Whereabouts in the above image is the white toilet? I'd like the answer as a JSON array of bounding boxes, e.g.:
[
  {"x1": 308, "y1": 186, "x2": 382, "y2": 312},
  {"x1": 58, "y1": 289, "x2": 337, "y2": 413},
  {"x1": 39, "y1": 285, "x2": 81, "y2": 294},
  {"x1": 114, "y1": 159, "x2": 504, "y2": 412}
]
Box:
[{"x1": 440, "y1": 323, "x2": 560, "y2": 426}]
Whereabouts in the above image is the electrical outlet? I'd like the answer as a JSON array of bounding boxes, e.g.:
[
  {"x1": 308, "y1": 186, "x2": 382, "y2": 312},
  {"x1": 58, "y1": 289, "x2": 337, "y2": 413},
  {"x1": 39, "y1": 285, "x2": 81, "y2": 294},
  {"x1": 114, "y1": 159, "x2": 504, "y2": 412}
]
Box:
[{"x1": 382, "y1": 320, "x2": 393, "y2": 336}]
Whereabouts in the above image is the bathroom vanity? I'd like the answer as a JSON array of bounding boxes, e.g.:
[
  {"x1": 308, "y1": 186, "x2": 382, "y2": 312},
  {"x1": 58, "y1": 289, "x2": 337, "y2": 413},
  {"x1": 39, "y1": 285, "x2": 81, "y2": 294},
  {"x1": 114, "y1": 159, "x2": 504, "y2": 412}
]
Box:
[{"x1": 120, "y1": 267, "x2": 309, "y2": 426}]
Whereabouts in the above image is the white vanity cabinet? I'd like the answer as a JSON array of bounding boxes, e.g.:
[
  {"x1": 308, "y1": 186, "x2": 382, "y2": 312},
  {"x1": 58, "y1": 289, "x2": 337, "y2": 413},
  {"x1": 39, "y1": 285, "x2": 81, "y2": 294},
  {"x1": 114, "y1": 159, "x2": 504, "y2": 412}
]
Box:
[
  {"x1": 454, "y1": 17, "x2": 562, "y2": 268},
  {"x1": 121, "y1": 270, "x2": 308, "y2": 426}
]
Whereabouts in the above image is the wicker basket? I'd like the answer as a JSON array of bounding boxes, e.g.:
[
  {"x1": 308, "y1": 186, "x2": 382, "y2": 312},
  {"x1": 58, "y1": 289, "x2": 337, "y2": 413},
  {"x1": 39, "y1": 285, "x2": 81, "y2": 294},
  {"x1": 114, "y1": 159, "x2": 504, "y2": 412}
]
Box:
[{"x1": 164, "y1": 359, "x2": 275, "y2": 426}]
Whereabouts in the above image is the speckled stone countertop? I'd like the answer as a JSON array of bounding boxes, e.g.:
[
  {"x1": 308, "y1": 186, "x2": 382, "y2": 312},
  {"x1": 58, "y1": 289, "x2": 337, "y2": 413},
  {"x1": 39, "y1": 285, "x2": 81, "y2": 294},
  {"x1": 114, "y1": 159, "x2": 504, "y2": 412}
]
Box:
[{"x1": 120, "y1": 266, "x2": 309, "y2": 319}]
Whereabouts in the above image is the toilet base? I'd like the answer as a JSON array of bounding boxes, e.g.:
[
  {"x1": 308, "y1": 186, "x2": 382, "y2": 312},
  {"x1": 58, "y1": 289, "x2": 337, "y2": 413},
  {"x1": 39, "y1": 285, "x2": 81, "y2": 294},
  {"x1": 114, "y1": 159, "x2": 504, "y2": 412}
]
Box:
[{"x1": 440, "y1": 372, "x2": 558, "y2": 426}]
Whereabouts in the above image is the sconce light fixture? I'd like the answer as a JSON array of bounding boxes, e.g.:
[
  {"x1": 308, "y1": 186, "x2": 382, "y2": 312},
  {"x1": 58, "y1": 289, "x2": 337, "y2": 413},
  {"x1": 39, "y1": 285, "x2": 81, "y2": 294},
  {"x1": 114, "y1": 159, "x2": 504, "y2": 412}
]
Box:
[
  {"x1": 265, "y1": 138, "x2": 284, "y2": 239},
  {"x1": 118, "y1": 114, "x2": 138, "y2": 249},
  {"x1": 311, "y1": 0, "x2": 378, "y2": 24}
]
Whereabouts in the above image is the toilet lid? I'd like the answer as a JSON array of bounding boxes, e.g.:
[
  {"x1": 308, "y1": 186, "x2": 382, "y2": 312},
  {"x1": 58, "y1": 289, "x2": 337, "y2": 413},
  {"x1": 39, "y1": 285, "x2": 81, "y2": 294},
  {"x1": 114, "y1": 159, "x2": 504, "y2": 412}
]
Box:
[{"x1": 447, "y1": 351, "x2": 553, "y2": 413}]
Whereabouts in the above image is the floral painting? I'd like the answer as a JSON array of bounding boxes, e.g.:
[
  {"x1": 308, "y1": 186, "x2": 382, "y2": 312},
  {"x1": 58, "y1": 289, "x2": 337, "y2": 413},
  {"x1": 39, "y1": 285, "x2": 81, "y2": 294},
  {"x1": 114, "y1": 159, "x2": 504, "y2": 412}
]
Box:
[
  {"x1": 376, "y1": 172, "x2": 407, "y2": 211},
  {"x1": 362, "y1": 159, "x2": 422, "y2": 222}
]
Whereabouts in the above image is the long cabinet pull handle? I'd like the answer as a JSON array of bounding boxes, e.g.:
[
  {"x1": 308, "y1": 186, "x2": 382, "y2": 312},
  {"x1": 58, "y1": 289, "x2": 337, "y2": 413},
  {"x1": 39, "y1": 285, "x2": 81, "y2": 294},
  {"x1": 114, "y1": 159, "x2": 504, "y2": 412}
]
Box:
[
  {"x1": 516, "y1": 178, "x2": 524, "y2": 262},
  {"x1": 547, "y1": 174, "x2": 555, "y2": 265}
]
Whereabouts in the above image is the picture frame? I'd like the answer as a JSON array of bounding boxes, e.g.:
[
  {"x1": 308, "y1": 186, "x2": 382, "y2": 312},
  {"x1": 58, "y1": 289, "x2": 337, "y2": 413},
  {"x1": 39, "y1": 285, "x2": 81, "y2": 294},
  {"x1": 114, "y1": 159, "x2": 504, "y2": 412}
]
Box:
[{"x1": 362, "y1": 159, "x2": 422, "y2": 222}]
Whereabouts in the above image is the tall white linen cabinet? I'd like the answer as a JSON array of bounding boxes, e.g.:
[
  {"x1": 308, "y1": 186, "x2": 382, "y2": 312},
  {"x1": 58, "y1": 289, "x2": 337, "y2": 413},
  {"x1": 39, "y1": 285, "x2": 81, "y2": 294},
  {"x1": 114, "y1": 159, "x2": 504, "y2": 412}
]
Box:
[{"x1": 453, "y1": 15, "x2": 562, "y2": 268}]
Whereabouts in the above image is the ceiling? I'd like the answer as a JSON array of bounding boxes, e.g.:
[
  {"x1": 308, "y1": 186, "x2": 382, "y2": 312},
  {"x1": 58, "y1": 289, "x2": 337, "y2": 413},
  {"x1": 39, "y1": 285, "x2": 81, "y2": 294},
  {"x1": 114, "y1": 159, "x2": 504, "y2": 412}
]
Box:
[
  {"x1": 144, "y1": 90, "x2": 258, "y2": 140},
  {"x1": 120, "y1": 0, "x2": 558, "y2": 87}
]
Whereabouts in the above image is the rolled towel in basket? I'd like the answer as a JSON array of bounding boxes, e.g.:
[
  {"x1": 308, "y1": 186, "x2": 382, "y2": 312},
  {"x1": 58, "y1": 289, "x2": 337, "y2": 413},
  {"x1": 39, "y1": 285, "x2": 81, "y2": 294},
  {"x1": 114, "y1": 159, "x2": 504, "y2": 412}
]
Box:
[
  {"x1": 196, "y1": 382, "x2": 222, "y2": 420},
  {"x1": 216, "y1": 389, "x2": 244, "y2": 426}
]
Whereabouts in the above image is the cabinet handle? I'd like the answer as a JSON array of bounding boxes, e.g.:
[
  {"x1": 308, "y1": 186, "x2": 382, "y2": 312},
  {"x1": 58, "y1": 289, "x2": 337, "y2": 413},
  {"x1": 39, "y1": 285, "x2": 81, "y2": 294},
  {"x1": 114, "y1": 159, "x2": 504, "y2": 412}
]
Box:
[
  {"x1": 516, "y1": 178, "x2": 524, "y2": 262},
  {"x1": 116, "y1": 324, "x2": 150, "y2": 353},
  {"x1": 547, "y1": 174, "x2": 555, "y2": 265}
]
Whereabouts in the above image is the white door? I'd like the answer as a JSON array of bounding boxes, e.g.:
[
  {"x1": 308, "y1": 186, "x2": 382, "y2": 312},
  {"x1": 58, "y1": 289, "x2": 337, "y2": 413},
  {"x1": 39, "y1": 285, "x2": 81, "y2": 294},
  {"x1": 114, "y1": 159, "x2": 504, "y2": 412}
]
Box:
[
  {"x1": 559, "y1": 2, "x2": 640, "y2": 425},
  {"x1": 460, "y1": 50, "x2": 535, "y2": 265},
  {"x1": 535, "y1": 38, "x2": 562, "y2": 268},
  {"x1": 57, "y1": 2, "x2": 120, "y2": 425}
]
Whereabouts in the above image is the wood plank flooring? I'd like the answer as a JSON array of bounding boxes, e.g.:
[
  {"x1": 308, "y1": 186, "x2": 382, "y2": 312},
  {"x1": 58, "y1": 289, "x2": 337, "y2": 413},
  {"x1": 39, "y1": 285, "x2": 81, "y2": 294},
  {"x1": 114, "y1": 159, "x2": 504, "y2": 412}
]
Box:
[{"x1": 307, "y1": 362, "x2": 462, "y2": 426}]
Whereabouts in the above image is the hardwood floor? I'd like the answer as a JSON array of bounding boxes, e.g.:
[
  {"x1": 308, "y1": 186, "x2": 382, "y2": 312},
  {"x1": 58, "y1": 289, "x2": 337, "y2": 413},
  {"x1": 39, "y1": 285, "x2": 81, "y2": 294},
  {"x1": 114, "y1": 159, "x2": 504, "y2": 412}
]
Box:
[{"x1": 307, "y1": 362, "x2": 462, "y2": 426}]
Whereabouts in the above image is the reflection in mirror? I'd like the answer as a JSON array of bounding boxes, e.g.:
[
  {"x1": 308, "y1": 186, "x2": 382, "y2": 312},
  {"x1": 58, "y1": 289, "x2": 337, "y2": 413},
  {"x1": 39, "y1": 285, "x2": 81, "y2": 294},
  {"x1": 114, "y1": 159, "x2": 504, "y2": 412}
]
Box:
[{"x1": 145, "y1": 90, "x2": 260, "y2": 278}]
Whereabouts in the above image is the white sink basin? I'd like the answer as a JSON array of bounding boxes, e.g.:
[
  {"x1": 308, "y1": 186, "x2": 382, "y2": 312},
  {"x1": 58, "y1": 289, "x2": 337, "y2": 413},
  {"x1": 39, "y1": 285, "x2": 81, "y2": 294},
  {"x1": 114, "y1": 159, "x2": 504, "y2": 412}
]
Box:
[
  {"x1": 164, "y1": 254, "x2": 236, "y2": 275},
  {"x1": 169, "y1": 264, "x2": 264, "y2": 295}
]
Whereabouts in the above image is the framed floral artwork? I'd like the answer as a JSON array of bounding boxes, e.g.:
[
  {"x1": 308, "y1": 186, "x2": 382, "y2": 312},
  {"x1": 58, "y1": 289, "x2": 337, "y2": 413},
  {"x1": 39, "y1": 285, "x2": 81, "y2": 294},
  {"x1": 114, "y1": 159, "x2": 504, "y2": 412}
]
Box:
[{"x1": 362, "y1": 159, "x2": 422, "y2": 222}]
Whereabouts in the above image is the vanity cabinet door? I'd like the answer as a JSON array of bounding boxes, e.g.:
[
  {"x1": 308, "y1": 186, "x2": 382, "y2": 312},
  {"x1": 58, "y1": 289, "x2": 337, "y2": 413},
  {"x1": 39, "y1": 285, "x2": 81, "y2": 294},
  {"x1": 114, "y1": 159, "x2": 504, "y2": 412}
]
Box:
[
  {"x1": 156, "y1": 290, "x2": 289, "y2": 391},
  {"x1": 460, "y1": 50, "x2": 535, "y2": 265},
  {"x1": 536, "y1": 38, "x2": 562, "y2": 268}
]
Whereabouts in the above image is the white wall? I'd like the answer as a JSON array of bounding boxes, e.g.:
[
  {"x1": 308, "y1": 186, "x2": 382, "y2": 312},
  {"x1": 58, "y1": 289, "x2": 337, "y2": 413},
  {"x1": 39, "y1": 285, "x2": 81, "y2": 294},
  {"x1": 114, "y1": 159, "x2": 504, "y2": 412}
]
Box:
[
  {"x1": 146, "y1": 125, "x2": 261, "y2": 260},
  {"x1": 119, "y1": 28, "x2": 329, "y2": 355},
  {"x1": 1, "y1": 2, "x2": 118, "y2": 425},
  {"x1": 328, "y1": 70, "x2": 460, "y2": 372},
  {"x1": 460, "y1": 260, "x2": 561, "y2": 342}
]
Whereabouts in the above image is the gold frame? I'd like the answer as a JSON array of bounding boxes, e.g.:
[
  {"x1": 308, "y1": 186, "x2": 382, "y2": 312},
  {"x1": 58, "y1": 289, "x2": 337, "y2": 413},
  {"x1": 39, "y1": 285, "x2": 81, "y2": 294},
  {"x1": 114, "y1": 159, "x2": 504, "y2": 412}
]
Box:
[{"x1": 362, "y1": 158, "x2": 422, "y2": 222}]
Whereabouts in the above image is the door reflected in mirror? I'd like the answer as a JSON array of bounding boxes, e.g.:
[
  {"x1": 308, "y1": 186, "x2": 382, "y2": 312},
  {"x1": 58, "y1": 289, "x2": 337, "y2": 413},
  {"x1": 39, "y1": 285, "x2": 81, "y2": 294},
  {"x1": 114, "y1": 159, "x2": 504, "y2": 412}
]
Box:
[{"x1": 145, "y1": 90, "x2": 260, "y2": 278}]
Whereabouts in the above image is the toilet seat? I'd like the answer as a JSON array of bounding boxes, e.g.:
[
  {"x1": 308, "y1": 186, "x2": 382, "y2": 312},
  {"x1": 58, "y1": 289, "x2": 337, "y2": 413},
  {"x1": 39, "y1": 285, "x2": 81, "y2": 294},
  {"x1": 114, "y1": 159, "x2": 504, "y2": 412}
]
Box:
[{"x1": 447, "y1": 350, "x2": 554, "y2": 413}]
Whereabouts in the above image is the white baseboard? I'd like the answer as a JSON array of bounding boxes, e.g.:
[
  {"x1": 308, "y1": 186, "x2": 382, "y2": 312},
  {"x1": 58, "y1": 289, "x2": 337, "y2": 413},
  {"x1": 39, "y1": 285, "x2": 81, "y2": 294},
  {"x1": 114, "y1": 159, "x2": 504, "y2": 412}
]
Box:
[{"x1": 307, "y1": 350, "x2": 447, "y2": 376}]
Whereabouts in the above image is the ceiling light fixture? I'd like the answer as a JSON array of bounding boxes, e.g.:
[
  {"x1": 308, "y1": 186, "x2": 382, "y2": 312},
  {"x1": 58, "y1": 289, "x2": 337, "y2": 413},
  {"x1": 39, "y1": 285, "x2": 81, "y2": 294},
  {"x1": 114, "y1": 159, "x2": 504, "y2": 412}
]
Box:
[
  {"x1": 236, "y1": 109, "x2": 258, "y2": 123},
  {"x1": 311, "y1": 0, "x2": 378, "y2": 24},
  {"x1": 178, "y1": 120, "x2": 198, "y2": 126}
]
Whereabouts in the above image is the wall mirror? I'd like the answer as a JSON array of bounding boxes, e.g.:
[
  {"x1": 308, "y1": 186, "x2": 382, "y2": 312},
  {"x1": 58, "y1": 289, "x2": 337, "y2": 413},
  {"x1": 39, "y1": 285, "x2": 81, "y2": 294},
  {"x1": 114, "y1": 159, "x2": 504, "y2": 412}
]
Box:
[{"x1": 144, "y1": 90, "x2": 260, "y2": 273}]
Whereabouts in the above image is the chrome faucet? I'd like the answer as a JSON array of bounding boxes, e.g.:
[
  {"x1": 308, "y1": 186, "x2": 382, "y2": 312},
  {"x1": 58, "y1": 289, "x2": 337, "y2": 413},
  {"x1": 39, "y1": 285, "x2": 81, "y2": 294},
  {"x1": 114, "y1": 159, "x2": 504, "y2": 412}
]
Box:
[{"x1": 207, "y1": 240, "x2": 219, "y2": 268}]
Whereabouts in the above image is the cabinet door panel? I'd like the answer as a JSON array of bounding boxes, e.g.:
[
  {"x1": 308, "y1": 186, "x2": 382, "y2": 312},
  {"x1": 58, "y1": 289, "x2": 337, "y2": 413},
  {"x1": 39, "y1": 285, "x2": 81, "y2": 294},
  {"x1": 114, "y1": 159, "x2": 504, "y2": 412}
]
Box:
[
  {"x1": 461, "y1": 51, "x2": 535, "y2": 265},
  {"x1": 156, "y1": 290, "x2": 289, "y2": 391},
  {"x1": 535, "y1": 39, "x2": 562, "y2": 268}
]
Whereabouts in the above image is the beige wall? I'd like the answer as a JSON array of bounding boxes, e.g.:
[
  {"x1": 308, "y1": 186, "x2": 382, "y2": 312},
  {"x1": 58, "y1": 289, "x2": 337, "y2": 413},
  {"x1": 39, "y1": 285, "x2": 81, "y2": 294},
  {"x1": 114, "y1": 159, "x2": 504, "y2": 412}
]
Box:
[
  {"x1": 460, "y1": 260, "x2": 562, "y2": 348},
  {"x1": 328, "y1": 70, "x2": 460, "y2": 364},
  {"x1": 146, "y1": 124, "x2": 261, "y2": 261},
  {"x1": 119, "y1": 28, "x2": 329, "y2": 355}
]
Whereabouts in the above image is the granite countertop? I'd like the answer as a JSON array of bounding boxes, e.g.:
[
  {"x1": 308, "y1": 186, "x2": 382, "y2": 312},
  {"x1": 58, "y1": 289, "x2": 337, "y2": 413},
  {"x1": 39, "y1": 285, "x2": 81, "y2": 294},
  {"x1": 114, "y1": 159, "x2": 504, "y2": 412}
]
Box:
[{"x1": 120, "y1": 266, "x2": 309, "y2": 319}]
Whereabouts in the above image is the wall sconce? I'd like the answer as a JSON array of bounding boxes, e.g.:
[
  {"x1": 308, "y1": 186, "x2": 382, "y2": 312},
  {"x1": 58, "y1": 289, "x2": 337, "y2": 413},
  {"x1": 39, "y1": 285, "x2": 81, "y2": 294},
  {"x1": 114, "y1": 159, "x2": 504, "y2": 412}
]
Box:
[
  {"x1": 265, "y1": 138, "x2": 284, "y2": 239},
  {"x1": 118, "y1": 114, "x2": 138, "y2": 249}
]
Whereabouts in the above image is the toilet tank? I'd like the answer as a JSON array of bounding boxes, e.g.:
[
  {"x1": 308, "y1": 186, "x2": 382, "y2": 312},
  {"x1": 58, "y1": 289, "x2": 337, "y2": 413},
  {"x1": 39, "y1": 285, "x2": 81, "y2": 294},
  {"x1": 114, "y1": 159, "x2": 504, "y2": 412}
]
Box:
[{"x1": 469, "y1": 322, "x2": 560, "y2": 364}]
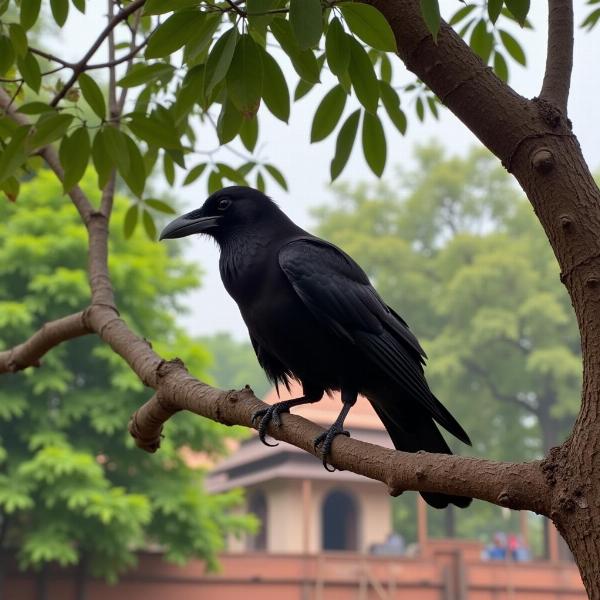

# Your goal
Write out the lines as a JSON list of strings, one string per line and no blank lines, starting at the line that contains "Whereabouts in the above image is the toilet tank?" and ending at the final line of the lines above. Leave the pictures out of your answer.

# Reply
[
  "Whereabouts in the above image is the toilet tank? I'd like the answer as a JSON array of bounding boxes, e.g.:",
  "[",
  "  {\"x1\": 308, \"y1\": 186, \"x2\": 382, \"y2\": 312},",
  "  {\"x1\": 58, \"y1\": 289, \"x2\": 337, \"y2\": 413},",
  "  {\"x1\": 39, \"y1\": 285, \"x2\": 81, \"y2\": 294},",
  "  {\"x1\": 114, \"y1\": 159, \"x2\": 504, \"y2\": 412}",
  "]",
  "Box:",
  "[{\"x1\": 469, \"y1\": 322, \"x2\": 560, \"y2\": 364}]"
]